_Provided passage_:

-- Start --

I’m’a just transcribe these verbatim, which will be the cue for whoever has video of the panel to go ahead and post it, thus totally obsoleting the sad little notes that I took on actual paper with my actual fingers.  Poor sad little me.

Dramatis Personae:
Emily Short
J. Robinson Wheeler
Andrew Plotkin
some guy I thought was J. Robinson Wheeler the whole time because J. Robinson Wheeler introduced himself as Rob and I got all kinds of confused – sorry, dude I have no idea who you are!  I’m sure someone will tell me eventually!  [I figure it out myself later down the page.  He’s Robb Sherwin.]
Aaron Reed

Emily:
mini-manifesto
limitation of games as medium [for  storytelling] is what people talk about – finds this frustrating
should focus on what hasn’t been done before
recognizing that the player & PC are not the same
lot left to do with branching narrative & moral choice – beyond good & evil [which reminds me, I gotta finish playing that]
when you’re playing a game you have to accept the game’s universe
replayability – experience of replaying forms something bigger

Andrew:
has no manifesto
conventions of IF are difficult to learn [i.e. standard ways to communicate with a parser, that kinda shit]
interface bot [this is the part when the awesome dude sitting next to me loaned me an actual pad of paper to write on (instead of some stupid shiny thing from my swag bag because I am awesomely prepared) and I got a little distracted, so I have no idea why I wrote “interface bot.”  It could even be short for “interface bottle” or “interface botany” or “interface botulism.”  I really do not know.]
IF’s interface is both simple and complicated
simple interface (keyboard) through what command, what decision, what overall story choice – layers of complexity
future of gaming is in blurring the layers [he came up with a manifesto really quickly]

Aaron:
enjoys dialoguing with the author [through the parser]

Andrew:
that’s not unique to text games

Rob:
schism between player & player character – give some examples?

-- End --

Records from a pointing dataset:
-- Start --

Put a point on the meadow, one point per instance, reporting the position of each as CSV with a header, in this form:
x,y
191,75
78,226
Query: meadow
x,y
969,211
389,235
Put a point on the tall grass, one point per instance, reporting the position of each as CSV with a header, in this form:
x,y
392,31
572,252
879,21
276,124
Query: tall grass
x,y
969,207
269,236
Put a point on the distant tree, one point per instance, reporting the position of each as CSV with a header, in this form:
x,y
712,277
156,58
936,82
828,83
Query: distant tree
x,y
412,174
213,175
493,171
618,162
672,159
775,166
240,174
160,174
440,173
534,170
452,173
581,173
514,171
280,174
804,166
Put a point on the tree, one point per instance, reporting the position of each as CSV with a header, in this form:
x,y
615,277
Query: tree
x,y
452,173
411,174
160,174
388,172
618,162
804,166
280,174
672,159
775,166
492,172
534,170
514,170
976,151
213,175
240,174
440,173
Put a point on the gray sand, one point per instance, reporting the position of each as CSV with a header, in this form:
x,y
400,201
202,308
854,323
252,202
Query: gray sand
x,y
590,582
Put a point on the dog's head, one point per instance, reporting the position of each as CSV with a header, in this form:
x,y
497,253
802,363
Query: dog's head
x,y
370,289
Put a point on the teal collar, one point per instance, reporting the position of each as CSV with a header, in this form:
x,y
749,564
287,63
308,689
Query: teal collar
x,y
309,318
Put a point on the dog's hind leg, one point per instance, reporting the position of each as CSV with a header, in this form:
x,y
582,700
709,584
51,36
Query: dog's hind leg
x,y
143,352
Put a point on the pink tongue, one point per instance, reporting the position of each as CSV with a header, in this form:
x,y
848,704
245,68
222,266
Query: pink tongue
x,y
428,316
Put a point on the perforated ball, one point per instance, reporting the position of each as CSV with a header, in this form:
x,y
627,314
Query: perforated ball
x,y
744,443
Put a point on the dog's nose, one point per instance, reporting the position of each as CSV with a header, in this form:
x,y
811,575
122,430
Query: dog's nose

-- End --

_Written instruction 1_:
Write out the panel notes from "I’m’a just transcribe" down to "sad little me.", keeping every word unchanged.
_Written instruction 2_:
In the records, switch "perforated ball" to "rubber ball" everywhere from the line containing "Put a point on the pink" down to the end of the records, and give back only those lines with nothing else altered.

_Final answer 1_:
I’m’a just transcribe these verbatim, which will be the cue for whoever has video of the panel to go ahead and post it, thus totally obsoleting the sad little notes that I took on actual paper with my actual fingers.  Poor sad little me.

_Final answer 2_:
Put a point on the pink tongue, one point per instance, reporting the position of each as CSV with a header, in this form:
x,y
848,704
245,68
222,266
Query: pink tongue
x,y
428,316
Put a point on the rubber ball, one point per instance, reporting the position of each as CSV with a header, in this form:
x,y
627,314
Query: rubber ball
x,y
744,443
Put a point on the dog's nose, one point per instance, reporting the position of each as CSV with a header, in this form:
x,y
811,575
122,430
Query: dog's nose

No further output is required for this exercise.